[Exercise data]
══════

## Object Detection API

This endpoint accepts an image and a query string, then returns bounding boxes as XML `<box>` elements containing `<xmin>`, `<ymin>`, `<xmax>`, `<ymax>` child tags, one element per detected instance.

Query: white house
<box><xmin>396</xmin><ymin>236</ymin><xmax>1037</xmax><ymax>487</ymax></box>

══════

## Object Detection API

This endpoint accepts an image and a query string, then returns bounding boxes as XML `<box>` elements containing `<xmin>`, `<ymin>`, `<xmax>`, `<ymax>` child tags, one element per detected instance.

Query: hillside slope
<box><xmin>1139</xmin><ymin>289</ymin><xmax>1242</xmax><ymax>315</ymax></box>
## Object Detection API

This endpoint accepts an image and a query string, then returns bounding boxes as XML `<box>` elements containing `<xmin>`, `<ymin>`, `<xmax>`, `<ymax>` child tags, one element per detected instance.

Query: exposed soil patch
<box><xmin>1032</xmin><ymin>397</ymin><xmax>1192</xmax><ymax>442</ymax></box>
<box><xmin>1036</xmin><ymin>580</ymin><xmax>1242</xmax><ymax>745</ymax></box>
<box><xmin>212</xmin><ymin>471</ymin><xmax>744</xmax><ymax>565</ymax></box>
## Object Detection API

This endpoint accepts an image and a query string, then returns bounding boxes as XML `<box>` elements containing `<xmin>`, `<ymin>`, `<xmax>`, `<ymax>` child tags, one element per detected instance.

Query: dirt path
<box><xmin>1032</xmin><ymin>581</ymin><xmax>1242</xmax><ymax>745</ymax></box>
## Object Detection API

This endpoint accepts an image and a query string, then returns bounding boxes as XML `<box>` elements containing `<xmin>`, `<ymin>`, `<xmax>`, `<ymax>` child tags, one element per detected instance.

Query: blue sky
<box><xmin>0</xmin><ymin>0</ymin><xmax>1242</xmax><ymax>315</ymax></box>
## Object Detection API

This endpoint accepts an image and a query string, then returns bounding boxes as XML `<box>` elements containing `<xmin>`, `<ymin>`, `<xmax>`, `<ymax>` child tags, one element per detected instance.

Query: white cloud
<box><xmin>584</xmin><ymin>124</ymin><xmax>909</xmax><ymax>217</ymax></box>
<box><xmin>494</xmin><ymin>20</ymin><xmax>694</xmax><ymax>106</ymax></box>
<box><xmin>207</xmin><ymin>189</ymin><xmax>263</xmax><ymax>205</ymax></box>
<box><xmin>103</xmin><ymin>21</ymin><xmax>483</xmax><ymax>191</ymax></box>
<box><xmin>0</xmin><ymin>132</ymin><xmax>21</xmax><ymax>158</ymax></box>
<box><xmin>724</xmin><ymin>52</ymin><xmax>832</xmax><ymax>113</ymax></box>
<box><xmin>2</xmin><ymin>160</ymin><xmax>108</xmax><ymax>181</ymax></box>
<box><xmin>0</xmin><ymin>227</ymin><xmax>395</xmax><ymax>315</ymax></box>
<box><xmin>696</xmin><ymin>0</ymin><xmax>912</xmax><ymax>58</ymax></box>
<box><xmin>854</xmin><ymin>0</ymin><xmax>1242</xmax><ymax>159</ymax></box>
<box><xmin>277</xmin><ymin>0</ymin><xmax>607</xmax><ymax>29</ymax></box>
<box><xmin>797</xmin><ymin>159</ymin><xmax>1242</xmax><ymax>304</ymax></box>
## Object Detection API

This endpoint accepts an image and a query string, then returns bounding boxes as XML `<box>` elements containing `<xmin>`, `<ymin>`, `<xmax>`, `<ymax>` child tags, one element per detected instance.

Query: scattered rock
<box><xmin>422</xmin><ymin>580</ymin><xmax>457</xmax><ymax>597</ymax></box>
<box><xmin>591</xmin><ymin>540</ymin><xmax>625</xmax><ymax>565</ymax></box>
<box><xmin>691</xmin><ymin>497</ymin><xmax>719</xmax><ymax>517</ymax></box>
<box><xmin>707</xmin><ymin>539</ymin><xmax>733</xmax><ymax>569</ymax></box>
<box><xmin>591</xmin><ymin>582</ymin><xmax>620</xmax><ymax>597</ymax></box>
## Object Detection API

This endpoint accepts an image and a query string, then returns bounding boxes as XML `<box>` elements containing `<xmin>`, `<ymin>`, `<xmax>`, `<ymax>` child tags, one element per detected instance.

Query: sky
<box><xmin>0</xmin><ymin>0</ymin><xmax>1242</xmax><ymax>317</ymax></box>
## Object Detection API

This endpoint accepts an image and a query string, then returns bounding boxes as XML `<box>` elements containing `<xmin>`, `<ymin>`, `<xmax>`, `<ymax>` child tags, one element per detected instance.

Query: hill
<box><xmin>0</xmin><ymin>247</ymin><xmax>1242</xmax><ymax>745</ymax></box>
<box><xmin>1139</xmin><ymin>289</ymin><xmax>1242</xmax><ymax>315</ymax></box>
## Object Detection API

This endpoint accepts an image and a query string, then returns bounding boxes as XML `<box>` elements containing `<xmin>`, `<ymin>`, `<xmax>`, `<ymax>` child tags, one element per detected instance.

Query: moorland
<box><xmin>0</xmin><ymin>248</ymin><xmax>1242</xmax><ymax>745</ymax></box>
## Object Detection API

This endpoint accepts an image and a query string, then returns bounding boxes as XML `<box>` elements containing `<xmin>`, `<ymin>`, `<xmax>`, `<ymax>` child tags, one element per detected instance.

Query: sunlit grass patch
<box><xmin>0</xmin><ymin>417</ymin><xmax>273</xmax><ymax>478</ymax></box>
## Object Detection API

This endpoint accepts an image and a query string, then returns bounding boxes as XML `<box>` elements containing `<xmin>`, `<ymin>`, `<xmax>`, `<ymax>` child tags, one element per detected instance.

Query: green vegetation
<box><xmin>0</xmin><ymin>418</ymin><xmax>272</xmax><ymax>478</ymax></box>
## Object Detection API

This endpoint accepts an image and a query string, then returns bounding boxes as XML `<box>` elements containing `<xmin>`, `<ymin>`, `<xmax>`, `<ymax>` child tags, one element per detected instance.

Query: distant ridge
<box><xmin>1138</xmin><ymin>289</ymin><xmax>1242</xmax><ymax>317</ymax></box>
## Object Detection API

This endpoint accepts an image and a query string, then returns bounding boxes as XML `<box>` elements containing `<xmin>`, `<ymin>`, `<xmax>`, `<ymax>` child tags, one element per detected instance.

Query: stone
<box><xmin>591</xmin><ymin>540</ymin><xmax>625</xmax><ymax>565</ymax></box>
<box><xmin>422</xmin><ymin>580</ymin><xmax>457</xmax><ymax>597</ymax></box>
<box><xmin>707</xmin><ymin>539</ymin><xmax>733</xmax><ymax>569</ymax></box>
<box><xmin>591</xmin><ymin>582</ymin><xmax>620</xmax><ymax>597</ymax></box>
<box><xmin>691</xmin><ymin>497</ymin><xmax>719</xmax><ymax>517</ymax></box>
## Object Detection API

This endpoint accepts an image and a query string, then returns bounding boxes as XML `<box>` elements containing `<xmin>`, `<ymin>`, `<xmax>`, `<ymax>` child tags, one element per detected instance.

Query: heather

══════

[Exercise brief] Select every line of the data above that contains the string "patch", and copy each such line in full.

[Final result]
Query: exposed soil patch
Query: sunlit grass patch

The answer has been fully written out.